━━ DOCUMENT SECTION

Hi there! I'm currently a PhD student in chemical engineering and applied chemistry at the University of Toronto. My research revolves around the acceleration of material discovery using deep learning and exploring the multimodality of metal-organic frameworks. Feel free to connect with me on LinkedIn or BlueSky if you are ever interested in talking about chemistry, cheminformatics, material science, engineering or just life!
There is a huge incentive (especially now!) with exploring deep learning in MOFs. When designing MOFs, there are millions of possible permutations between the set of available metals and organic linkers - which also means that doing experimental synthesis or screening through molecular dynamics would be extremely expensive and time-consuming. Machine (and deep) learning offers a much cheaper and faster way of exploring this space, while not sacrificing much in terms of performance. Not only does deep learning lay the foundation of the acceleration of material discovery in MOFs, but it also lays the foundation of application discovery! At the end of the day, we want to find MOFs with a diverse set of applications - and deep learning gives us a way of finding these.

━━━━
━━ EXTRACTED MATERIAL

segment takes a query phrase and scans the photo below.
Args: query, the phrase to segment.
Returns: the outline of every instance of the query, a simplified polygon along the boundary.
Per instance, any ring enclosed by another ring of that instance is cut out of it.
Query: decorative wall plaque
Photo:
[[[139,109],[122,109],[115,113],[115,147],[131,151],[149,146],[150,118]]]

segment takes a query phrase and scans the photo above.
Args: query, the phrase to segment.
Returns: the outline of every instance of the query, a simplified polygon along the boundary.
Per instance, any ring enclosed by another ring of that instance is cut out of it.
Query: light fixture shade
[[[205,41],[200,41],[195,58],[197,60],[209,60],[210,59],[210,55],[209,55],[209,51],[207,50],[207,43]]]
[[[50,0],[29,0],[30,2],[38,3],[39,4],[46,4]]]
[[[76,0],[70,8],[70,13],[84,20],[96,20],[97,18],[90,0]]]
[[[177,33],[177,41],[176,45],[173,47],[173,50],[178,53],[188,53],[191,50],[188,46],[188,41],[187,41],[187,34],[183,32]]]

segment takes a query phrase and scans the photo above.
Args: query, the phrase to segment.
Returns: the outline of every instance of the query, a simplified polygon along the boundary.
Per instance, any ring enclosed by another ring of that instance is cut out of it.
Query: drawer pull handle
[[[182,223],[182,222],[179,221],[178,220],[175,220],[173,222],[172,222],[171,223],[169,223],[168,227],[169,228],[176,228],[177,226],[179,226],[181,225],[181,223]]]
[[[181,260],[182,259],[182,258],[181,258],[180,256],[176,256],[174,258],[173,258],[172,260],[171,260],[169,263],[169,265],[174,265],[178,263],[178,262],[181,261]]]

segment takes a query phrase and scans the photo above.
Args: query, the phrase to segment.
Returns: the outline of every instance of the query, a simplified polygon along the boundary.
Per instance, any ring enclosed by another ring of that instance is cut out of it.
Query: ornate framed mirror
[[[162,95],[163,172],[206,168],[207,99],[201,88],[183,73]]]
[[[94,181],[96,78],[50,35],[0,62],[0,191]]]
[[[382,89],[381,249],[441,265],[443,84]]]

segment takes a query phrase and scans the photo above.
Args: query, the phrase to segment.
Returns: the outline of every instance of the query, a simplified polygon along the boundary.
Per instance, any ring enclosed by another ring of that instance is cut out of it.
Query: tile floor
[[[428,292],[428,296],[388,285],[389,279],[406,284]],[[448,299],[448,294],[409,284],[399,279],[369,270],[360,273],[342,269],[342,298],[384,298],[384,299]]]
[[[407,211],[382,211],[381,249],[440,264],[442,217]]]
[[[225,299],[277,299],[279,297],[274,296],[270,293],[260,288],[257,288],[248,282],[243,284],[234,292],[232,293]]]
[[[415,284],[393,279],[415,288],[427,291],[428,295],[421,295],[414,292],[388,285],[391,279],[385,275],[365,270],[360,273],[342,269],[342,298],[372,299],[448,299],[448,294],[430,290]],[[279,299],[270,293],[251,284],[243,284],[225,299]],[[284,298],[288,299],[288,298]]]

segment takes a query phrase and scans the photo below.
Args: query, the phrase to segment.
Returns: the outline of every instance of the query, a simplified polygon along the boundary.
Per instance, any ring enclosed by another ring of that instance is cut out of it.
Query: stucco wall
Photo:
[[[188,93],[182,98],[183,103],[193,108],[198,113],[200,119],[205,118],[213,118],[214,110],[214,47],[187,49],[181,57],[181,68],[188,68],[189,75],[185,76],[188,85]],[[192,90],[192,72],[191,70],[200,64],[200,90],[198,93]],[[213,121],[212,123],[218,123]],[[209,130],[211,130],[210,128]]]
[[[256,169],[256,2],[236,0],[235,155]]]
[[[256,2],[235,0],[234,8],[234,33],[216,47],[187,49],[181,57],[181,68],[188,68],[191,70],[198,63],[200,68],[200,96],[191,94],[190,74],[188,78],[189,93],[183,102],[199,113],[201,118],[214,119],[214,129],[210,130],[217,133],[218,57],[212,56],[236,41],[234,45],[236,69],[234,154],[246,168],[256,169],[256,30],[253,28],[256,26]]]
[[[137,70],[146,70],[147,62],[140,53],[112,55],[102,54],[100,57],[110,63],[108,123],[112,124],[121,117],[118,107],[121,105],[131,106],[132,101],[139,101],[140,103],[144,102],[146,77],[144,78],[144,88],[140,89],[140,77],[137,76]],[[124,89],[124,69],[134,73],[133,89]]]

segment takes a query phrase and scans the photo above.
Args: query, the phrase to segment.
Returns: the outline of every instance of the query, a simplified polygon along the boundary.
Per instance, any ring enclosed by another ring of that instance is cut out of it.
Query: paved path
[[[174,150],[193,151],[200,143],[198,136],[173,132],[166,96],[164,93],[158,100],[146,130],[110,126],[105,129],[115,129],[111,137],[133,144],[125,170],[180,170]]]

━━━━

THE REQUEST:
Pick up the piece on deep learning for metal-organic frameworks, which comes before the listing, and continue it from its last sentence.

TASK RESULT:
In many cases, a single modality is insufficient for creating robust models. This is especially true for metal-organic frameworks (MOFs), where both the chemical composition and structural geometry must be adequately represented to build effective models that can accelerate material discovery. Therefore, it is essential to combine multiple modalities. Examples of modalities in MOFs include atomistic embeddings of the crystal structure, energy grids, textual representations like SMILES or MOFid, spectral data (e.g., PXRD, NMR), chemical descriptors (e.g., revised autocorrelations), and geometric descriptors (e.g., largest included sphere, free sphere, accessible surface area, and volumes). However, multimodality raises important questions, such as determining which modalities are most appropriate for specific scenarios. Ideally, the chosen modalities should be readily available or easy to obtain close to the synthesis stage.
One of my current interests is to perform generative design of MOFs using available modalities. With generative design, there are many incentives - but the most important ones are that it removes the complexity of constructing computational structures of MOFs and it allows greater amounts of discovery of brand new MOFs. Currently, MOF generative designs exist in the form of diffusion models, variational autoencoders and can even leverage large language models - but I wish to explore and expand on this.
Will be updating as my PhD carries on...